** Start of DATA **

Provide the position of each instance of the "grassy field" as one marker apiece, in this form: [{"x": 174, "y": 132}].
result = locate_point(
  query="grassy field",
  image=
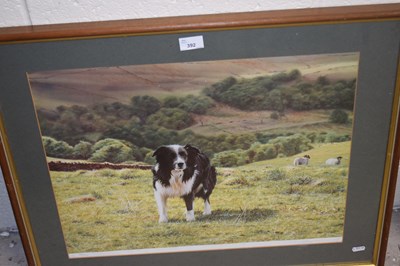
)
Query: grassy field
[{"x": 108, "y": 210}]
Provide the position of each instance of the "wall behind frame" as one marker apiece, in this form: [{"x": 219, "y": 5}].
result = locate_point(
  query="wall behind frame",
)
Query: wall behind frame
[{"x": 39, "y": 12}]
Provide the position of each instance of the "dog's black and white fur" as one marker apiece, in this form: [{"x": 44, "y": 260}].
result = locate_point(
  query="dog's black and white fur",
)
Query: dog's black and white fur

** End of DATA **

TASK REQUIREMENTS →
Keep the pictures out and write out the records exactly.

EXERCISE OUTPUT →
Provide the position of each instance of the "grassy field" as one marker apiece, in this form: [{"x": 174, "y": 132}].
result = locate_point(
  query="grassy field",
  image=
)
Query: grassy field
[{"x": 108, "y": 210}]
Provide the position of each instance of the "wall behind frame" as one marker apiece, in this form: [{"x": 219, "y": 5}].
result = locate_point(
  query="wall behind frame",
)
Query: wall behind frame
[{"x": 39, "y": 12}]
Provide the position of each instance of the "dog's black and white fur" as one marker apiece, in this form: [{"x": 44, "y": 260}].
result = locate_point(
  query="dog's black and white fur",
)
Query: dog's black and white fur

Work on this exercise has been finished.